SUPPLIED TEXT section start

Children at lower risk from COVID-19, vaccines should go to poor countries, says WHO

Children at lower risk from COVID-19, vaccines should go to poor countries, says WHO

Yusuff Moshood<

The World Health Organisation has urged countries to prioritise vaccinating adults and sharing vaccine doses with the COVAX programme to bring supplies to poorer countries rather than vaccinating children and adolescents who are at lower risk of severe COVID-19 diseases.

As reported by Reuters, the WHO made the call on Wednesday, noting that it is less urgent to vaccinate children against 

The global health agency stressed that children and adolescents usually have milder diseases compared to adults and should therefore not be prioritised.

It said that while some rare cases of heart inflammation called myocarditis have been reported in younger men who received vaccines based on mRNA technoloy – Pfizer BioNtech and Moderna – but these were generally mild and responded to treatment.

It noted that while the risk had not been fully determined, it was less than the risk of myocarditis linked to SARS-CoV-2 infection.

The latest WHO’s interim guidance was issued as more regulatory agencies authorise certain vaccines for use in children, including the United States, China, European Union, India and Israel, and most recently Canada.

“As children and adolescents tend to have the milder disease compared to adults unless they are in a group at higher risk of severe COVID-19, it is less urgent to vaccinate them than older people, those with chronic health conditions and health workers,” the WHO said.

Children can experience “long COVID-19” with prolonged symptoms but this was still under investigation, it said.

WHO also added that several risk factors for severe COVID-19 in children have been reported including older age, obesity and pre-existing conditions including type 2 diabetes, asthma and heart disease.

It, however, stated that maintaining education for all school-aged children should be an important priority during the pandemic, although transmission mitigation measures might be needed in schools.

The WHO said given vaccine supply constraints, immunisation programmes should focus on protecting groups at high risk of hospitalisation and death.

“As many parts of the world face extreme vaccine shortages, countries with high coverage in at-risk populations should prioritize global sharing of COVID-19 vaccines before vaccinating children, adolescents,” it said.

SUPPLIED TEXT section end

**TASKS TO PERFORM**
**A)** Summarize the article in two sentences.
**B)** Rewrite the article's text between "It, however, stated" and "hospitalisation and death.", inclusive, replacing "pandemic" with "health crisis".
**C)** According to the article, which risk factors for severe COVID-19 in children have been reported?

GIVEN ENTRIES section start

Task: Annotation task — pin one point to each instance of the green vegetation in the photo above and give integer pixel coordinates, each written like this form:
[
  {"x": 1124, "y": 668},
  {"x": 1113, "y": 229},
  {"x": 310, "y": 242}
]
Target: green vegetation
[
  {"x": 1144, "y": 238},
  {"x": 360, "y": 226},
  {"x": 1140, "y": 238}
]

GIVEN ENTRIES section end

**LIST OF ANSWERS**
**A)** The WHO has urged countries to prioritize vaccinating adults and sharing vaccine doses with the COVAX program to supply poorer countries, rather than vaccinating children and adolescents, who usually have milder COVID-19. Given vaccine supply constraints, it said immunization programs should focus on groups at high risk of hospitalization and death, and that maintaining education for all school-aged children should be an important priority during the pandemic.

**B)**
It, however, stated that maintaining education for all school-aged children should be an important priority during the health crisis, although transmission mitigation measures might be needed in schools.

The WHO said given vaccine supply constraints, immunisation programmes should focus on protecting groups at high risk of hospitalisation and death.

**C)** Older age, obesity, and pre-existing conditions including type 2 diabetes, asthma and heart disease.